[Records]
☆ ☆ ☆ ☆ ☆

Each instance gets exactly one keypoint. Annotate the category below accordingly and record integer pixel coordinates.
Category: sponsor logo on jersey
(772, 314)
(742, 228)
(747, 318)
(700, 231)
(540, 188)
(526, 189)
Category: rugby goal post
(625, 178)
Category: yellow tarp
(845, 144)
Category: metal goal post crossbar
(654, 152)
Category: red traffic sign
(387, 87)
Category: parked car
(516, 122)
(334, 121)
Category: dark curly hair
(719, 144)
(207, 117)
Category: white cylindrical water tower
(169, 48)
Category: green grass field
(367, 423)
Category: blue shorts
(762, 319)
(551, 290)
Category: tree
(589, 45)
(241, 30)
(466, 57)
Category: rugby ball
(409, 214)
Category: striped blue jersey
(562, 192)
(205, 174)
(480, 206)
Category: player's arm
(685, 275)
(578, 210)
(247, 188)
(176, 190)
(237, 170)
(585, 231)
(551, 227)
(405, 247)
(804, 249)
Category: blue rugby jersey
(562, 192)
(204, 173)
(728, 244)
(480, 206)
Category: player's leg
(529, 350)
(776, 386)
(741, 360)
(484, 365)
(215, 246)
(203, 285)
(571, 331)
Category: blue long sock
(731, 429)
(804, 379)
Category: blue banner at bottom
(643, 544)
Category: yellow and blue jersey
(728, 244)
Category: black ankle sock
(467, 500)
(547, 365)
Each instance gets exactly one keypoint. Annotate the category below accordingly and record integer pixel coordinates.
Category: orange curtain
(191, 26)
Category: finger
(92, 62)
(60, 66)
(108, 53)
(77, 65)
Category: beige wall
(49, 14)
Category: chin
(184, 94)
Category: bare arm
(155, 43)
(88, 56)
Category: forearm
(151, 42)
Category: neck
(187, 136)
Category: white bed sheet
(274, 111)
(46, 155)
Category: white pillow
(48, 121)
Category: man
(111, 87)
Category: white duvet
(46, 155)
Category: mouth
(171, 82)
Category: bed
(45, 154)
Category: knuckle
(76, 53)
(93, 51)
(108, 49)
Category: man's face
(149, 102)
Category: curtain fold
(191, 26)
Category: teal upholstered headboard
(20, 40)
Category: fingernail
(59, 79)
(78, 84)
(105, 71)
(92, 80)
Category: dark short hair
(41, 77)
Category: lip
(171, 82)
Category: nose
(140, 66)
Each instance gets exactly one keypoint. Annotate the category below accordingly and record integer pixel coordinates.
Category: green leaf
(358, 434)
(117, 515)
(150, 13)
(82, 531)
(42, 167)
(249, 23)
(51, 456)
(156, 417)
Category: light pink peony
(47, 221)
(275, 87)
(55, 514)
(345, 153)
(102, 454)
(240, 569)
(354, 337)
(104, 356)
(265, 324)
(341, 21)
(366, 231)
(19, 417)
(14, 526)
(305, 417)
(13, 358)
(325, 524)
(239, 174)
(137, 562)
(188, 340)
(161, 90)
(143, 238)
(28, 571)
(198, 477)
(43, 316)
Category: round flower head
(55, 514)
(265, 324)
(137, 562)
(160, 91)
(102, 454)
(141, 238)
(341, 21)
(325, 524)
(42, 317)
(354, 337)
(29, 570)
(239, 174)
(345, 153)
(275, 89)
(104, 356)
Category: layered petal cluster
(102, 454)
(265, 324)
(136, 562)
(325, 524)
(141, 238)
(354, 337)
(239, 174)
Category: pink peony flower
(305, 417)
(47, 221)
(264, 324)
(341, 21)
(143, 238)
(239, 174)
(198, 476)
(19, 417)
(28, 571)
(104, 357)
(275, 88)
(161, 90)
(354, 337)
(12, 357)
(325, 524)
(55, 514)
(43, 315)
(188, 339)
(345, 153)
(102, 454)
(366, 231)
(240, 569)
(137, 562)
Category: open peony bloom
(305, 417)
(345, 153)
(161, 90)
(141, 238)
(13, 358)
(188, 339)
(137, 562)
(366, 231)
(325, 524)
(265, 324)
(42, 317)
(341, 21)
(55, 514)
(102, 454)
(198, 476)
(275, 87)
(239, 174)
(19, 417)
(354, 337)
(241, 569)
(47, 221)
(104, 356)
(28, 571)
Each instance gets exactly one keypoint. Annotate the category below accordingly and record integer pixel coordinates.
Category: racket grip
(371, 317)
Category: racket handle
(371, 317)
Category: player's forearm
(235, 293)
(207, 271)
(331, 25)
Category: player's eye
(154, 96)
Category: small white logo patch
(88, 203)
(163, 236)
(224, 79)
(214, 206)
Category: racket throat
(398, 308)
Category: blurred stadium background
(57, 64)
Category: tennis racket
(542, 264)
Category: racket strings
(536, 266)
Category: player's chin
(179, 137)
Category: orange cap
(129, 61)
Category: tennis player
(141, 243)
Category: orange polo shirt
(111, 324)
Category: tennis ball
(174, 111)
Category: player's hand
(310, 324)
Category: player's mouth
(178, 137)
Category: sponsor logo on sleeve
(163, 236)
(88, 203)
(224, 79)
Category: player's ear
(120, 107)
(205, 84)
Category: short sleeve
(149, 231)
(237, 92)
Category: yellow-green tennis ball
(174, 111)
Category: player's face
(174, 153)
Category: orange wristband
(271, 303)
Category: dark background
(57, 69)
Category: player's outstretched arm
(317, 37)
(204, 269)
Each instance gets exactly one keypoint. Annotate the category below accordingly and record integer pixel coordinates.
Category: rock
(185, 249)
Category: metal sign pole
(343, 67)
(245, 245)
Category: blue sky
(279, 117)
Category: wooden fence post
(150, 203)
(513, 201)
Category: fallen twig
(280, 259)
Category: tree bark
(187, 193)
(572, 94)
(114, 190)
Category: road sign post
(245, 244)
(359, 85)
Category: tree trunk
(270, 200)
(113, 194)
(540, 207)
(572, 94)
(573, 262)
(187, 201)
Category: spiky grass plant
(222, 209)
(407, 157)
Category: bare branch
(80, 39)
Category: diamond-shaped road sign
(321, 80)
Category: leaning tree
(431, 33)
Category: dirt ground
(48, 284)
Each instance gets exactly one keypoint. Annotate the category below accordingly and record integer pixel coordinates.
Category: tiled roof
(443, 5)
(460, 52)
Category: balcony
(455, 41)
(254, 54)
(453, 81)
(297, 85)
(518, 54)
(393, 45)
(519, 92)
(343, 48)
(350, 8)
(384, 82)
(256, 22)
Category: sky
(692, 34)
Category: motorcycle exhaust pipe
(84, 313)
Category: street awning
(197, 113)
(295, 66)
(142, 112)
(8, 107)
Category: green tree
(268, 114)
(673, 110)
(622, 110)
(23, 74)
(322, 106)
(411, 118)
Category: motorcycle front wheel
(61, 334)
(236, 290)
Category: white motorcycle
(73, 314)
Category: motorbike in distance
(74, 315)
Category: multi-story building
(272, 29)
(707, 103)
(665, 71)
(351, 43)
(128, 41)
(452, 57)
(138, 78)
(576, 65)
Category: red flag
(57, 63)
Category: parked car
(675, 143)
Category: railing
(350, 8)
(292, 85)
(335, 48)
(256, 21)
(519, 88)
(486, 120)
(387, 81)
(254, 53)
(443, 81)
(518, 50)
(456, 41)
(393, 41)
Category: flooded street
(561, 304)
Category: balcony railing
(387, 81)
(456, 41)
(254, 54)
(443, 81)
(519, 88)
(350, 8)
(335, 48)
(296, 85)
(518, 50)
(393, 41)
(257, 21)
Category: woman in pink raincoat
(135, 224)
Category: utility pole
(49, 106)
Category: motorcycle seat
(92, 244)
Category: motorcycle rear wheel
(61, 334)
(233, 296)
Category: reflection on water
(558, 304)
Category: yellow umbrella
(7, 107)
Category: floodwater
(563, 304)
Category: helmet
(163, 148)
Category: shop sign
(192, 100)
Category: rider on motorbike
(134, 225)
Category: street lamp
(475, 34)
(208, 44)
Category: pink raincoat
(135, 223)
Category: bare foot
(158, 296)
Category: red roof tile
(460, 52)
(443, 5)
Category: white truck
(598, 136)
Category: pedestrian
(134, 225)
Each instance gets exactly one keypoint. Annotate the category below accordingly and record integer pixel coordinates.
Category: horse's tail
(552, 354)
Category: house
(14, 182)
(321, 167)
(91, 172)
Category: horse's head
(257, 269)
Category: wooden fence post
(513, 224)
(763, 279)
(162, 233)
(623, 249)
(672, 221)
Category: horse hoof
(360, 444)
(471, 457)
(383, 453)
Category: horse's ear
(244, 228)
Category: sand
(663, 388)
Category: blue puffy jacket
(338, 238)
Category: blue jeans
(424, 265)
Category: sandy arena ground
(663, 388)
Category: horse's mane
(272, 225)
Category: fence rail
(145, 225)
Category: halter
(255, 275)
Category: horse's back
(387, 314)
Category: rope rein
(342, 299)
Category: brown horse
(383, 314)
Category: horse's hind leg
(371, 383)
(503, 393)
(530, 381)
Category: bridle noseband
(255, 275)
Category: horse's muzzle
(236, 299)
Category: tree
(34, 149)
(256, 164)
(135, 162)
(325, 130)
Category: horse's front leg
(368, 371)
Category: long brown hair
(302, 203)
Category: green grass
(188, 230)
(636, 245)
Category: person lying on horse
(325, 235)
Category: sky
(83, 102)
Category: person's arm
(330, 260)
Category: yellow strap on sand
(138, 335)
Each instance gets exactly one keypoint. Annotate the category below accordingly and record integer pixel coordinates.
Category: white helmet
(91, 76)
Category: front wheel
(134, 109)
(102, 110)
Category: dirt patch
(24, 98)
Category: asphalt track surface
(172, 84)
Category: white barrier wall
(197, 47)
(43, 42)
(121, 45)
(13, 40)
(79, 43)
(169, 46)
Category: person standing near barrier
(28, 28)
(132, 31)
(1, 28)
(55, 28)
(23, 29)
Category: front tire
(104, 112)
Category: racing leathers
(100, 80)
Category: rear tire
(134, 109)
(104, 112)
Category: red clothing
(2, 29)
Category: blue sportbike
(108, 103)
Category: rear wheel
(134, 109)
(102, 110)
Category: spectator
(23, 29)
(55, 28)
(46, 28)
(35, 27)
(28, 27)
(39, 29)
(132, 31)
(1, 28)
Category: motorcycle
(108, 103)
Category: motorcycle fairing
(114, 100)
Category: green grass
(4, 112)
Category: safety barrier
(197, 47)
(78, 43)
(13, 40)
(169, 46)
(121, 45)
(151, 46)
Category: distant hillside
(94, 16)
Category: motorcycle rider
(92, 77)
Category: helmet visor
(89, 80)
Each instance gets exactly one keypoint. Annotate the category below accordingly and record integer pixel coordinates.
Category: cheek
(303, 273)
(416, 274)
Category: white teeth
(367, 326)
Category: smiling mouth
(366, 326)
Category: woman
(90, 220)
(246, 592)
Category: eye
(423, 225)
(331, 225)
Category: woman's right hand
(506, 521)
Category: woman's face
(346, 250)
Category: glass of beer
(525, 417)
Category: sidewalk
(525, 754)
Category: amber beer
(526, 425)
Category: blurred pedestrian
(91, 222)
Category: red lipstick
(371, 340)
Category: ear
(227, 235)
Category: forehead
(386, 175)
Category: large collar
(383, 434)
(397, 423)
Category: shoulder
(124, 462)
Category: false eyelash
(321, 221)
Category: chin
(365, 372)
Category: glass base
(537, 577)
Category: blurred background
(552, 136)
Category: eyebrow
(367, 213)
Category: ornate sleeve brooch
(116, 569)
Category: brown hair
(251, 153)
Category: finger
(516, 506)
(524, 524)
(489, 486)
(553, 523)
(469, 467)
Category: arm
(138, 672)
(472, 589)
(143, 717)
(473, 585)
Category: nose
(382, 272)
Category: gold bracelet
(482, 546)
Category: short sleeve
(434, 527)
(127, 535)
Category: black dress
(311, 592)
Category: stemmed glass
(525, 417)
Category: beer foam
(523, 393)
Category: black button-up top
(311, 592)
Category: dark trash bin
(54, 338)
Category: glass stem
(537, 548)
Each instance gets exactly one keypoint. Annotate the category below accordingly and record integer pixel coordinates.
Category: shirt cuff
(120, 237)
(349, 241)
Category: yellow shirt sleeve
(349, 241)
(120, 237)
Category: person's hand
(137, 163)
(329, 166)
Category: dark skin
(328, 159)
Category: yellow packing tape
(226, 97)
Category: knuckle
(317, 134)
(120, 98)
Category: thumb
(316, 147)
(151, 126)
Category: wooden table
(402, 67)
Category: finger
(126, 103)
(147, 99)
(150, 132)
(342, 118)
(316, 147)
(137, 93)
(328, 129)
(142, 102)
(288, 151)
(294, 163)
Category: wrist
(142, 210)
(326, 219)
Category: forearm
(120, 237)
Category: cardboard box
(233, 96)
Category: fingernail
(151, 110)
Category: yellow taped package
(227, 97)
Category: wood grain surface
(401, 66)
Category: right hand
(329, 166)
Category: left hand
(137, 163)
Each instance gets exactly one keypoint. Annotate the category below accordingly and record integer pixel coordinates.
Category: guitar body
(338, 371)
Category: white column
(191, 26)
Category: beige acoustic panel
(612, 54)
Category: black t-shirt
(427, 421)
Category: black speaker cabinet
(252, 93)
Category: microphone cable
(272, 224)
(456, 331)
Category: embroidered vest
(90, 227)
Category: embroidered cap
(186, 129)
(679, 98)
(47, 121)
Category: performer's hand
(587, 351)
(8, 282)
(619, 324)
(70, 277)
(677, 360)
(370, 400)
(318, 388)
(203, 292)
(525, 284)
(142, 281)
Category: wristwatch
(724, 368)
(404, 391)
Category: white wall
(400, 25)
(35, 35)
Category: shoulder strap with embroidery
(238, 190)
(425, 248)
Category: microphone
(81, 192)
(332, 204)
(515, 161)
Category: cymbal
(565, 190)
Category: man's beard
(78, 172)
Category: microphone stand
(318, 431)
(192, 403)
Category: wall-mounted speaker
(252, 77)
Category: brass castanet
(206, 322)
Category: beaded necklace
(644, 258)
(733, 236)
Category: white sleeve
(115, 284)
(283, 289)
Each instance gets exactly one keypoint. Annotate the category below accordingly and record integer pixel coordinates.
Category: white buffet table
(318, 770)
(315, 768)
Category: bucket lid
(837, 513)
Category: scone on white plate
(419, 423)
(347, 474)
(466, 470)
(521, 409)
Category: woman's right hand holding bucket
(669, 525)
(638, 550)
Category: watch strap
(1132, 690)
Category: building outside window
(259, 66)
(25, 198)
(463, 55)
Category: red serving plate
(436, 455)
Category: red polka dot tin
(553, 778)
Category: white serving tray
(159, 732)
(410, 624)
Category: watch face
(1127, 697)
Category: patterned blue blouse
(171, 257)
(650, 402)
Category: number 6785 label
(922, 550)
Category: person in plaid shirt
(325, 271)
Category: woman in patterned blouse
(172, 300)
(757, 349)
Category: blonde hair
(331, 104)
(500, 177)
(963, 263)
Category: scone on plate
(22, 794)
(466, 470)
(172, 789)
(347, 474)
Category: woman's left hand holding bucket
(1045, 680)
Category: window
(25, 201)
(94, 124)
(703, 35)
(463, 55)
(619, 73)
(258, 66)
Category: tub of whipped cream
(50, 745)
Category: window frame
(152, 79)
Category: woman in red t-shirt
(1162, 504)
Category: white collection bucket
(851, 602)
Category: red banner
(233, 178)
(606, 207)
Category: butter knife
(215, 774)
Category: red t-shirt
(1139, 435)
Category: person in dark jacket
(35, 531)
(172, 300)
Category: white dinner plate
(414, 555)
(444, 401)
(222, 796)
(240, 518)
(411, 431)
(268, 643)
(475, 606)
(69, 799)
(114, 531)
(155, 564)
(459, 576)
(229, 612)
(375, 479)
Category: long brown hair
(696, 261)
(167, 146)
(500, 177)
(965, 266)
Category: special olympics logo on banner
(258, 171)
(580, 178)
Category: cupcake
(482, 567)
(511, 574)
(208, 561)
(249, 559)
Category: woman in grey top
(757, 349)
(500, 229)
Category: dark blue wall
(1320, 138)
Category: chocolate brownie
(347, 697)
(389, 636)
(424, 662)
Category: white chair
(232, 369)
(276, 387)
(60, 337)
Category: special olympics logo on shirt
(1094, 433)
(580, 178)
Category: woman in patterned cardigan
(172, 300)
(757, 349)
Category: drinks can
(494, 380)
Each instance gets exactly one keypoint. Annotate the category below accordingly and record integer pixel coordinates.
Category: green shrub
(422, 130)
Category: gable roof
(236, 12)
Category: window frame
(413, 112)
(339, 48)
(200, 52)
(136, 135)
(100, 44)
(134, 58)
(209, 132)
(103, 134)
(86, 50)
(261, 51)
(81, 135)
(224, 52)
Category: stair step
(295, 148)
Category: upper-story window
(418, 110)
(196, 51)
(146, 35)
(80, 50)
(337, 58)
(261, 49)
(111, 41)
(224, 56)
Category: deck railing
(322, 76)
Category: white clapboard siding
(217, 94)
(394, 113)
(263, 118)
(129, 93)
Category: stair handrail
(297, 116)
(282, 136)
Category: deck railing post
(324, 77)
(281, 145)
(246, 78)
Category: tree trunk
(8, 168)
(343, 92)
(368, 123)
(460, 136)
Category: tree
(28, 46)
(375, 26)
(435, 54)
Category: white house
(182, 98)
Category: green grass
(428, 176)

☆ ☆ ☆ ☆ ☆

### REQUEST
Copy the lines of the records above, starting at the line containing "Category: brass castanet" and ending at the line containing "(1132, 690)", with both of those lines included.

### FULL RESPONSE
Category: brass castanet
(206, 322)
Category: beaded necklace
(644, 258)
(733, 236)
Category: white sleeve
(115, 284)
(283, 289)
Each instance gets exactly one keypoint. Annotate the category below accordingly and record integer pixel coordinates.
Category: white buffet table
(318, 770)
(315, 768)
Category: bucket lid
(837, 513)
Category: scone on white plate
(419, 423)
(347, 474)
(466, 470)
(521, 409)
Category: woman's right hand holding bucket
(669, 525)
(638, 550)
Category: watch strap
(1132, 690)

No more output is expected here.